● Stated exercise a: What settings does the passage on positive electrode active material content give for the baseline shown in Figure 3? List every one.

● Quoted text:
======

3.3. Impact of Positive Electrode Active Material Content

Increasing the active material content on the positive electrode has the potential to have a large impact on stack energy density, especially with a volumetric energy density wherein the density of the active material is typically more than double the other components in the electrode composite. To demonstrate this effect, cell active material is increased from 91 to 95%. As Table 2 shows, this increases the composite density at zero percent porosity from 4.363 to 4.627 mg cm−3. Figure 3 shows this impact for a baseline cell with a 4.20 V charge voltage, 30% positive electrode porosity and 1.1:1 N:P ratio. Increasing the active material content from 91% to 95% results in an increase in stack energy density from 3.3 to 3.9%. As the electrode active material content is increased, the coating calendar thickness of the higher active material electrodes is approximately 10% thinner when the change is made from 91% active to 95% active.

======

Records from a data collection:

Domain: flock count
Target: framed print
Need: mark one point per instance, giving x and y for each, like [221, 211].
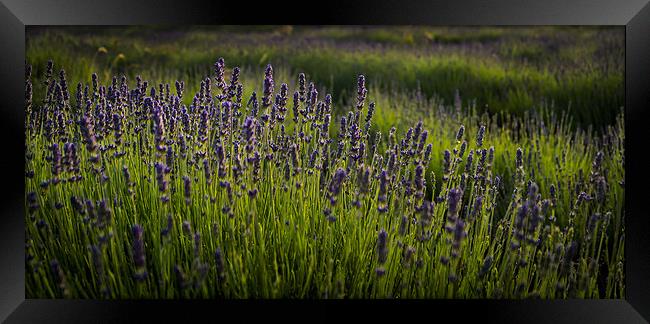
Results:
[434, 159]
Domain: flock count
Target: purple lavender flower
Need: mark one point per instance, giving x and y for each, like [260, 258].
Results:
[419, 180]
[459, 135]
[188, 189]
[383, 186]
[447, 162]
[219, 70]
[382, 248]
[56, 160]
[361, 91]
[268, 86]
[453, 200]
[160, 177]
[479, 136]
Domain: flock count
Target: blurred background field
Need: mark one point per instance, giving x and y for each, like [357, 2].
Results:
[578, 70]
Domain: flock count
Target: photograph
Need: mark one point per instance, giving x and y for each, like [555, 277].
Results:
[324, 162]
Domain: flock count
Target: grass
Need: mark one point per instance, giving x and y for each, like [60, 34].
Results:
[504, 69]
[314, 230]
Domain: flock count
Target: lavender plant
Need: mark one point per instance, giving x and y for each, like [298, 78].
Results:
[131, 193]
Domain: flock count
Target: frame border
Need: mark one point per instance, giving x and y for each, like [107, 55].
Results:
[633, 14]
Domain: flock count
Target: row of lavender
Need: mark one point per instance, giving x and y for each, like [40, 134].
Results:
[131, 193]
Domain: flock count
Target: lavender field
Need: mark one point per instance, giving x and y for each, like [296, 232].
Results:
[333, 162]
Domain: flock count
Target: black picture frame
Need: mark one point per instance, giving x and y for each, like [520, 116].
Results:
[634, 15]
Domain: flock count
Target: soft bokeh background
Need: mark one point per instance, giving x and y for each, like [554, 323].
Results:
[574, 69]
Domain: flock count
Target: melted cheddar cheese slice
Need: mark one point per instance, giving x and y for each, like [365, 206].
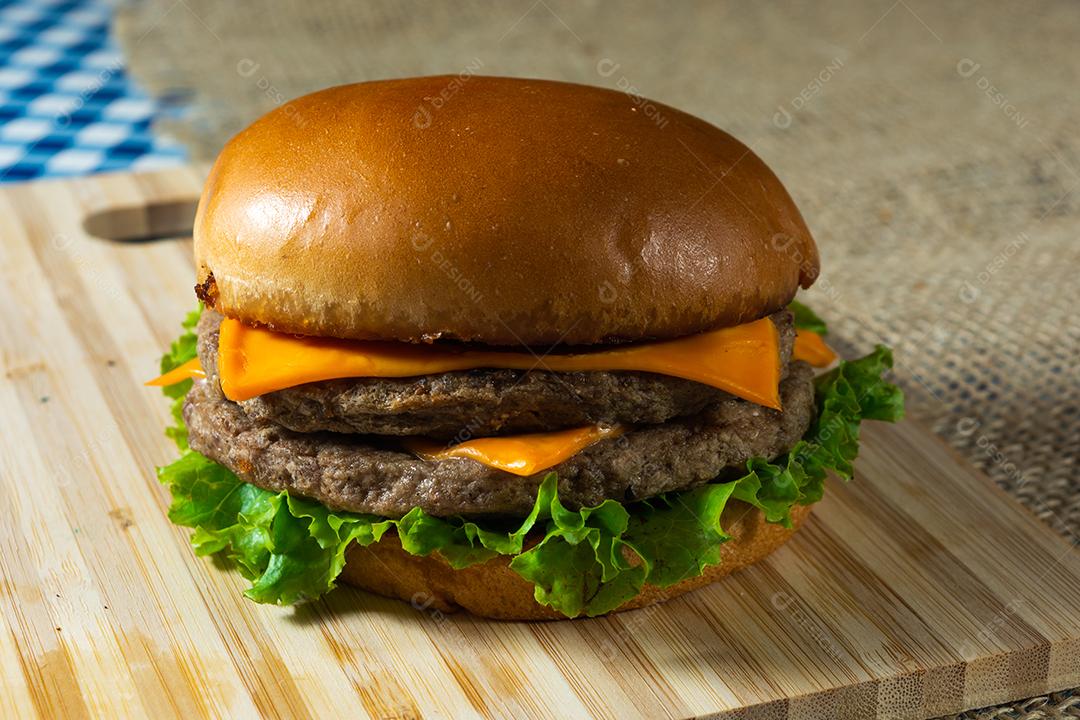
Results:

======

● Stated exercise b: Which lines of the listing contain the string "Target", with case counting? Extract each such line in full.

● Full response a:
- 4.20 V charge voltage
- 30% positive electrode porosity
- 1.1:1 N:P ratio

● Full response b:
Target: framed print
Target: purple lavender flower
Target: blurred background field
Target: photograph
Target: grass
Target: lavender plant
Target: frame border
Target: row of lavender
Target: lavender field
Target: black picture frame
Target: soft bokeh background
Target: melted cheddar cheese slice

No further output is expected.